• _WHAT IS ASKED_: Which lines of the data below contain the string "entrance", with matching case? Gather every such line and copy each one out in full.

• _DATA SECTION_:
»»

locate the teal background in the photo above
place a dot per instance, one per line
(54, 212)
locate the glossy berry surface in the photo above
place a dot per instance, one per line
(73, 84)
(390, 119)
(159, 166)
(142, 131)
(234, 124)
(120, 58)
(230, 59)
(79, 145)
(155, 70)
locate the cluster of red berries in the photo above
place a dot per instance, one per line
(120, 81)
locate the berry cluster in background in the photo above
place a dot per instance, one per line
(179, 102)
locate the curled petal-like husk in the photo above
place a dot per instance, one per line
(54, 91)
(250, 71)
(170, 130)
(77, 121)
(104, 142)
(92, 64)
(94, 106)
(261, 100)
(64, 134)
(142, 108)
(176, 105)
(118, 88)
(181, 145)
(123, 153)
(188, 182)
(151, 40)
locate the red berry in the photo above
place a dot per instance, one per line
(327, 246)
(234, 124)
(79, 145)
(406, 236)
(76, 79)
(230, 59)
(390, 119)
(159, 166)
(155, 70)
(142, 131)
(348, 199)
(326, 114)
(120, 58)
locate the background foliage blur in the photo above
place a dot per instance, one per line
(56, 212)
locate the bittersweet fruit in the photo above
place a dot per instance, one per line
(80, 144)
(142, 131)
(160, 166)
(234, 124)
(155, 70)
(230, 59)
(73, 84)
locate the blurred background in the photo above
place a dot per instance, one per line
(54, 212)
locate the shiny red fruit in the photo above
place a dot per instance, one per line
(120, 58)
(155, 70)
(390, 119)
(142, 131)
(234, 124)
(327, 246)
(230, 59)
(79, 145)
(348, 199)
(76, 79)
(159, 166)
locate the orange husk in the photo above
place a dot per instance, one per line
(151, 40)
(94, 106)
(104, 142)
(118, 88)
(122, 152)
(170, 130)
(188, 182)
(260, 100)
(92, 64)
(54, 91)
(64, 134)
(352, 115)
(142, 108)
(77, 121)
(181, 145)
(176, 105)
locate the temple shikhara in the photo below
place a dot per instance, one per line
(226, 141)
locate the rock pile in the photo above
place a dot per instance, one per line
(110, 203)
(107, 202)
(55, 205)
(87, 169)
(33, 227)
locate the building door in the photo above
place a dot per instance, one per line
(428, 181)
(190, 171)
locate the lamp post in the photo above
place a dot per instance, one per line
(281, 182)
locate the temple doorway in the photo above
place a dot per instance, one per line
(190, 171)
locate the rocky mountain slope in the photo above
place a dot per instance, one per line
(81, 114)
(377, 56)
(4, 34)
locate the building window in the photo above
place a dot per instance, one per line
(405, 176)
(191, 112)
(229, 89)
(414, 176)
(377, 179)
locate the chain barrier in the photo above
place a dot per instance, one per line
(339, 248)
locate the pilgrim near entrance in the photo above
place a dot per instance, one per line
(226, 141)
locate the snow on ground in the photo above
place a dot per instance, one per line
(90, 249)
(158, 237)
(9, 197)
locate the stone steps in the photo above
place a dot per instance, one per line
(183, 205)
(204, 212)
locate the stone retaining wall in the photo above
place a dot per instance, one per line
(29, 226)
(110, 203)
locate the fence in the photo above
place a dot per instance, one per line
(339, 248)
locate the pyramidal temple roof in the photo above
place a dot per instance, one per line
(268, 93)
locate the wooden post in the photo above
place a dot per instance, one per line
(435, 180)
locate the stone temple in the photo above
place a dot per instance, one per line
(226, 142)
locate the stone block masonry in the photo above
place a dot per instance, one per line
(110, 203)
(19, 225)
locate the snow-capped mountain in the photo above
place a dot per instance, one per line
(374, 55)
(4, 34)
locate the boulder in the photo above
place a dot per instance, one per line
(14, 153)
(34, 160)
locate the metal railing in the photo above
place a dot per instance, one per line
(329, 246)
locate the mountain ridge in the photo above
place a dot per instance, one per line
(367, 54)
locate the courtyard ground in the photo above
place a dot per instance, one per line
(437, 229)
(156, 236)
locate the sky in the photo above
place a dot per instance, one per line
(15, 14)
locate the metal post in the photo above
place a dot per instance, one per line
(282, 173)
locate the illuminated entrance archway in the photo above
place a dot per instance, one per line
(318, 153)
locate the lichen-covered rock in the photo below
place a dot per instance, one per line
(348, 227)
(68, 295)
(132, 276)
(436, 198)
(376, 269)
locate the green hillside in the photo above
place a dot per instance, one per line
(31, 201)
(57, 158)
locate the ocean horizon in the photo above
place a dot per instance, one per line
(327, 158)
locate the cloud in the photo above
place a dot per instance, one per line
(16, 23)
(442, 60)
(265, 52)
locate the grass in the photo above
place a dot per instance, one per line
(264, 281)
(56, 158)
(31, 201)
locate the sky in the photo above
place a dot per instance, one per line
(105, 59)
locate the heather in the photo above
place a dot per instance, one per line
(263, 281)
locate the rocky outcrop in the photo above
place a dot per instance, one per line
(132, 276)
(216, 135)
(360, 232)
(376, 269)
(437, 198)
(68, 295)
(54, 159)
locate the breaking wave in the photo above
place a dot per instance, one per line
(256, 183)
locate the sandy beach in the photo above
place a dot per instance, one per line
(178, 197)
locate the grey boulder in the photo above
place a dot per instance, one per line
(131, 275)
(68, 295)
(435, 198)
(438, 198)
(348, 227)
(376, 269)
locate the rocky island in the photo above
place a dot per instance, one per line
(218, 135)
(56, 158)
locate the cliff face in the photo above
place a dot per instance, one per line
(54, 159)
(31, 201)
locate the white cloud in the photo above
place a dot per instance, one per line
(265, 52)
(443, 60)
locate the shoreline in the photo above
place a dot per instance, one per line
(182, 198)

««
»»

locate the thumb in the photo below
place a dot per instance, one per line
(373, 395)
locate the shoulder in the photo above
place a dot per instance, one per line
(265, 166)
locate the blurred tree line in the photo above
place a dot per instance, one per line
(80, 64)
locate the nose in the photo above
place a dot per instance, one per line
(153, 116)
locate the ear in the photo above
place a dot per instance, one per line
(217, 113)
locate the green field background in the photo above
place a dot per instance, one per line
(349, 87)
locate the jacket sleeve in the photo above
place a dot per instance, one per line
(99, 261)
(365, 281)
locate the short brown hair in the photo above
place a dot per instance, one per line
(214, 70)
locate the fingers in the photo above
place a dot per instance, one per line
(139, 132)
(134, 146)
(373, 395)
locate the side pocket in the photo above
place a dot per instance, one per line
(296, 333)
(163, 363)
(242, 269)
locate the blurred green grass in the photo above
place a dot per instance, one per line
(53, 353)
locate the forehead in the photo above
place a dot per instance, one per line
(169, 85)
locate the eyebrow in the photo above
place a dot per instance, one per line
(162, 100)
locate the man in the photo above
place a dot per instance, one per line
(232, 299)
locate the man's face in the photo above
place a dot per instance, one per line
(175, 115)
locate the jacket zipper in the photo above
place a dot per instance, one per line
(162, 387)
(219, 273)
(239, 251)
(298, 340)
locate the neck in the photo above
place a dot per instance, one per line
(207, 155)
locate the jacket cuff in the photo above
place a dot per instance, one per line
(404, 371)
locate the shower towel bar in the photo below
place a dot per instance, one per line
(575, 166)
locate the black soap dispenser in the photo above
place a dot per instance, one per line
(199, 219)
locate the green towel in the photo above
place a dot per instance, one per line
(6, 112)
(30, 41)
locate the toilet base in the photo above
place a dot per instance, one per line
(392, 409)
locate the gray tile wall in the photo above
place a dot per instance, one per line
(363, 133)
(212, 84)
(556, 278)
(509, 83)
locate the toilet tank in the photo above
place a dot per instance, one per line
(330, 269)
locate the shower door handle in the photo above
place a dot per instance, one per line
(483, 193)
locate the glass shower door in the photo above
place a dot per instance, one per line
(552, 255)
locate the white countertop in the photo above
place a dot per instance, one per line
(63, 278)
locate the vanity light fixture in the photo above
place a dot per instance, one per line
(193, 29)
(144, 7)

««

• _RESPONSE_:
locate the pilgrim near entrance in the photo above
locate the illuminated entrance archway in the photo above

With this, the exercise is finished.